_EXTRACTED DATA_.
--------

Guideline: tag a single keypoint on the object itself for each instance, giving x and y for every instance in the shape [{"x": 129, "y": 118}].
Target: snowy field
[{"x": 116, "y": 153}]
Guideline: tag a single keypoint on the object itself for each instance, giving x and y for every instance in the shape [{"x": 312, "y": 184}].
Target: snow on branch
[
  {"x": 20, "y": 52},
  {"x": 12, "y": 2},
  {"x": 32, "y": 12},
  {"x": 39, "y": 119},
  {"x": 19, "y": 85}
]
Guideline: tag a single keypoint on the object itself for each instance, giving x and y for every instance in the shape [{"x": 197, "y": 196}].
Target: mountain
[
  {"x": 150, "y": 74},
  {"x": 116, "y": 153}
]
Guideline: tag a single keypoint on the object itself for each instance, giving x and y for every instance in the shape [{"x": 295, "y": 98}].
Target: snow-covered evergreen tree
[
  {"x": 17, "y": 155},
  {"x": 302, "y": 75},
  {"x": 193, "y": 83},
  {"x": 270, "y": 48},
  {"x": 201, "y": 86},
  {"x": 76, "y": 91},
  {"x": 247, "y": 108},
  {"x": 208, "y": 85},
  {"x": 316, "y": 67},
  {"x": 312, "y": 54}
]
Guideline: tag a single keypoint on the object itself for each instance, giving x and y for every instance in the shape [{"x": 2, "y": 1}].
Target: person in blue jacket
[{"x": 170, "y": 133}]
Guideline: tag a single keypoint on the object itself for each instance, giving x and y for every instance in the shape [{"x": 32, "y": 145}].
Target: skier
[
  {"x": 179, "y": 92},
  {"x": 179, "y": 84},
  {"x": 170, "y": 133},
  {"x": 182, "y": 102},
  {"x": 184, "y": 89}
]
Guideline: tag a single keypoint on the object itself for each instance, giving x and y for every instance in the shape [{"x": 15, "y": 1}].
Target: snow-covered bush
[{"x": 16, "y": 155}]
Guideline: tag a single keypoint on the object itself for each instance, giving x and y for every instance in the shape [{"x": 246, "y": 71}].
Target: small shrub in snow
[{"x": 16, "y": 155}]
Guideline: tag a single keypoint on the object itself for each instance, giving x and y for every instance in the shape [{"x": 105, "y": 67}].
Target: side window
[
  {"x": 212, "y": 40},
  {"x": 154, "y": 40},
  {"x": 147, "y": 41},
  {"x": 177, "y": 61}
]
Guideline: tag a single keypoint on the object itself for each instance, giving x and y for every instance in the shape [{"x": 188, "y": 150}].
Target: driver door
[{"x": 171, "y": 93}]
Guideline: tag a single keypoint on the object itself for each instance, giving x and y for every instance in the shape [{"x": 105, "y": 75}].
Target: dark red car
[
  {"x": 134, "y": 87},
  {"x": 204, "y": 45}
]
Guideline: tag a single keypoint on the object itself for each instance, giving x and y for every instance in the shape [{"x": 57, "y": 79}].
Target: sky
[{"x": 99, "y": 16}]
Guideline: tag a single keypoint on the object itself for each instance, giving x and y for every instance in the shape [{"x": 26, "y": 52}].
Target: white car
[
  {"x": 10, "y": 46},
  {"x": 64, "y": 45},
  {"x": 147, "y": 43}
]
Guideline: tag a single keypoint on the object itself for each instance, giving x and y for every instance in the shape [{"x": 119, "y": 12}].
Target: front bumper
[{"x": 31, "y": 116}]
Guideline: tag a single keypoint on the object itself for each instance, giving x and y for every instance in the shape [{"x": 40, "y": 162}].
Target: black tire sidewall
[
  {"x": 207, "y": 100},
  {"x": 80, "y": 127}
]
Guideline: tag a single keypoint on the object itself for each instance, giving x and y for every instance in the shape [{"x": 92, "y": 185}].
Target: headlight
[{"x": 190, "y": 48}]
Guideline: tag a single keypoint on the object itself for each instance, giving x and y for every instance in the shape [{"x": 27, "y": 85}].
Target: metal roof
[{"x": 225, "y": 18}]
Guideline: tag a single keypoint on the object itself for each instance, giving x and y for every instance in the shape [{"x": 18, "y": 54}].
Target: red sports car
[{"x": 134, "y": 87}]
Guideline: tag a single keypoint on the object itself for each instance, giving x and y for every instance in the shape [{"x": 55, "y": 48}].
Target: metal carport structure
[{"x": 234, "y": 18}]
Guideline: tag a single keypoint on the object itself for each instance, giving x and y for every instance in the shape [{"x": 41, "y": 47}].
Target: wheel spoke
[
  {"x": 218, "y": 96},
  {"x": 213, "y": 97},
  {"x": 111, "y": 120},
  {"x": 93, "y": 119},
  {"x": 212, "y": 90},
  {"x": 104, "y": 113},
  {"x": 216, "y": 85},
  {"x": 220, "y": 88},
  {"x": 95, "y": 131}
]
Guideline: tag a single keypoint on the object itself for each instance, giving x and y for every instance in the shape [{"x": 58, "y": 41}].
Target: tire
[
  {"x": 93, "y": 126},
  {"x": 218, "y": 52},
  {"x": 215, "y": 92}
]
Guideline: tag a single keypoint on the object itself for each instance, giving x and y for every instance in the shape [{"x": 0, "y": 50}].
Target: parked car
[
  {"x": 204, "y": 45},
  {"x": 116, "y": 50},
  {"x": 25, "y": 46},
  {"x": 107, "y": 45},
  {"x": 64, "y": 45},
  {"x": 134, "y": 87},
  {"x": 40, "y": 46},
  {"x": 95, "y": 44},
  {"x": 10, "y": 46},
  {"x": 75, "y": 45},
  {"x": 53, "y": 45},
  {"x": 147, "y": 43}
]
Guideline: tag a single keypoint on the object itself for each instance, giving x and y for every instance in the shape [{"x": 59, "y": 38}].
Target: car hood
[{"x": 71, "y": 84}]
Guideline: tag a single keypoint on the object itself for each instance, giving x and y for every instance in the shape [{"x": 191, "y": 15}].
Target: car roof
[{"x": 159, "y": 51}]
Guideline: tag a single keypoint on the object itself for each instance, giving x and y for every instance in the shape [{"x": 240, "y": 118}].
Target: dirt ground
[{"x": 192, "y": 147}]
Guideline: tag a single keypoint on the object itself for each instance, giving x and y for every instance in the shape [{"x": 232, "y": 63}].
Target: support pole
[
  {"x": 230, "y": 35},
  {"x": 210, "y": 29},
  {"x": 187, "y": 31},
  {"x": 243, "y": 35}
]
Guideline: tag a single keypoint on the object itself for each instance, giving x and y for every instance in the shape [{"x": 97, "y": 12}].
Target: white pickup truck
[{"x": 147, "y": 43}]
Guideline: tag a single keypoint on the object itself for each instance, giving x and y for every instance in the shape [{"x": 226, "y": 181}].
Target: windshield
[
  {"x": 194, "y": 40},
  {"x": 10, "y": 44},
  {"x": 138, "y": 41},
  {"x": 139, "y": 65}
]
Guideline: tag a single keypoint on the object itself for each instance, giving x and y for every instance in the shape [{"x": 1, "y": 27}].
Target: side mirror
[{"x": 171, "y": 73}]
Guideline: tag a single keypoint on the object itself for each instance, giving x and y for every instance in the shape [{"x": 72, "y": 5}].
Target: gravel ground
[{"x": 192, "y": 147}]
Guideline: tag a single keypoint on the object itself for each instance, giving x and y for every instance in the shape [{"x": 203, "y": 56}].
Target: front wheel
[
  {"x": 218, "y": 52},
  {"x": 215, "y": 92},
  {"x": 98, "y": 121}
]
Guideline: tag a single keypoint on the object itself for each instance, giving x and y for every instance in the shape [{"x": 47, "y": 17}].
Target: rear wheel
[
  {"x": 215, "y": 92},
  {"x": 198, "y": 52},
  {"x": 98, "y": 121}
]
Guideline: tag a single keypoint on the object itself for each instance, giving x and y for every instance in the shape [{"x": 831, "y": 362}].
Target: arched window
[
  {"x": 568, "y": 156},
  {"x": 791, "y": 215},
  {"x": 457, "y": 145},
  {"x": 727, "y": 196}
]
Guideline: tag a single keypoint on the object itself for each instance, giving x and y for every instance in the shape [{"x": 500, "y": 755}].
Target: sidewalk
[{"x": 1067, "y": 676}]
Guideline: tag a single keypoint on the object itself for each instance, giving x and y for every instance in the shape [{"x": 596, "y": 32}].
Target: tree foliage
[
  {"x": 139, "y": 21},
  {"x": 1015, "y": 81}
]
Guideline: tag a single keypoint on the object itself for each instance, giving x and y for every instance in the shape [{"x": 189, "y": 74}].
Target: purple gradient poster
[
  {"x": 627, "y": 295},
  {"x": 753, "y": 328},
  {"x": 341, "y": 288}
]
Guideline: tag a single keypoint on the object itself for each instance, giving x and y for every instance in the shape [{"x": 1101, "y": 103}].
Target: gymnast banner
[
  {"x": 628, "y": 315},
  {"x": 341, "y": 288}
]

--------

_TASK DIRECTIONS_.
Report each line of the records above that contains the word "window".

_TASK ANSWER_.
Target: side window
Target: arched window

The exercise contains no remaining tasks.